Sunday, October 6, 2024
Uncategorized

How Poetry Saved My Life

As a young girl, I was taught by example to never mix peas with my issues. It didn’t matter if my trauma was as thick as mashed potatoes and dark as gravy; I was either too scared of playing with the idea of speaking up or my juvenile tongue was held before I could wash off my plate.

(8 Reasons Why Poetry Is Good for the Soul.)

The anxiety and hyperawareness followed me in school. I was called harebrained by a few of my teachers, mostly because they had very little information about why I was making trivial mistakes, not asking for help when needed, hiding in washrooms, and leaving unannounced between periods. I did not have the essentials for coping in day-to-day life; I only had a knack for responding ingeniously to distressing experiences.

In adulthood, I became severely depressed and contemplated the value of my life. I barely ate and spent months at a time hiding away and giving my undivided attention to my anxiety and panic attacks. However, life was catching up on me. I needed to figure out if I wanted to further my education and how I could make a living.

My physician referred me to a psychotherapist who had a successful track record with women’s issues and childhood trauma. I can remember the first appointment like it was yesterday. She asked me to fill out a chart that rated my emotions on a scale of one to ten accompanied by questions that focused on how certain scenarios made me feel. I stared at the page with tears in my eyes from defeat wondering if I could even get past this first step. The same silence bled into my session, which encouraged my therapist to provide me with a list of activities that could help dislodge my subconscious. One of those listed was poetry.

________

* **Required tasks**
• 1. In the poetry essay, who referred the writer to a psychotherapist?
• 2. Translate this sentence from the poetry essay into Spanish: "I can remember the first appointment like it was yesterday."
• 3. Please reproduce the poetry essay from "How Poetry Saved" up to and including "off my plate.".
The material that follows plays no part in this work.

* **Raw data**
________

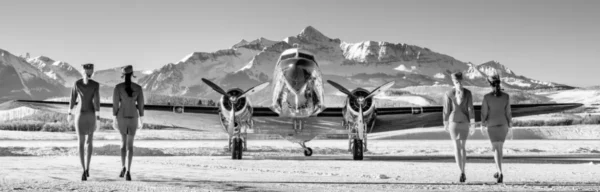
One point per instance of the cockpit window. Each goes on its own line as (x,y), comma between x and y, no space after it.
(283,57)
(306,56)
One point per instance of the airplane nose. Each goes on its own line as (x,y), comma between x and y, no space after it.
(298,72)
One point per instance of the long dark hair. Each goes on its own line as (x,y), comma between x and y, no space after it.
(128,88)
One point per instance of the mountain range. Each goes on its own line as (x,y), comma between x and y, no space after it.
(248,63)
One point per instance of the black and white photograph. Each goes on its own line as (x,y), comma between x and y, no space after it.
(310,95)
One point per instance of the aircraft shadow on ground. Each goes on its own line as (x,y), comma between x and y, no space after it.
(13,151)
(237,185)
(222,185)
(553,159)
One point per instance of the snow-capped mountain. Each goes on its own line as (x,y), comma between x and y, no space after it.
(364,64)
(21,80)
(60,71)
(248,63)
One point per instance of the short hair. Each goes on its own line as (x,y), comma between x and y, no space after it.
(457,76)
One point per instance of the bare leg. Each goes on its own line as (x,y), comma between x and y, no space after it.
(81,139)
(123,149)
(458,155)
(498,155)
(129,151)
(90,144)
(463,149)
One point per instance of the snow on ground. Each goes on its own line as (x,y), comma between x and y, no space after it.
(224,174)
(283,148)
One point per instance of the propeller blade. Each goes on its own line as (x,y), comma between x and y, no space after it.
(214,86)
(254,89)
(381,89)
(340,88)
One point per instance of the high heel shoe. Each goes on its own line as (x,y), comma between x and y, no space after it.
(128,176)
(84,176)
(500,178)
(122,174)
(463,178)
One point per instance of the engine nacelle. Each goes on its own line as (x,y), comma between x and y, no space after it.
(351,109)
(242,110)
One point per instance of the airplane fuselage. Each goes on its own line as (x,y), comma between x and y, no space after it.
(297,85)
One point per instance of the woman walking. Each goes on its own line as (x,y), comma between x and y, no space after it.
(496,116)
(128,109)
(459,116)
(87,115)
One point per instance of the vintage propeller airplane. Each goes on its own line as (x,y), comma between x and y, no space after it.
(297,111)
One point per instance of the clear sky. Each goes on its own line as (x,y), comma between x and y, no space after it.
(547,40)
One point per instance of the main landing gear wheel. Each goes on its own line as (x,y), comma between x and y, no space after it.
(357,149)
(307,152)
(236,153)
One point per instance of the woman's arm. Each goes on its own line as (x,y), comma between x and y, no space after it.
(471,108)
(73,97)
(484,111)
(96,101)
(140,103)
(116,101)
(508,111)
(447,108)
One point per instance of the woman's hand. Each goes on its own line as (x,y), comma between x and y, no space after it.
(115,124)
(97,118)
(472,127)
(141,123)
(446,126)
(69,118)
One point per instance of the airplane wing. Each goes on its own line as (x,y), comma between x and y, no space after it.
(206,118)
(398,118)
(191,117)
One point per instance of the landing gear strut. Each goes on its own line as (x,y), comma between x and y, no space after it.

________

* **Responses by task**
• 1. The writer's physician.

• 2. Recuerdo la primera cita como si fuera ayer.

• 3.
How Poetry Saved My Life

As a young girl, I was taught by example to never mix peas with my issues. It didn’t matter if my trauma was as thick as mashed potatoes and dark as gravy; I was either too scared of playing with the idea of speaking up or my juvenile tongue was held before I could wash off my plate.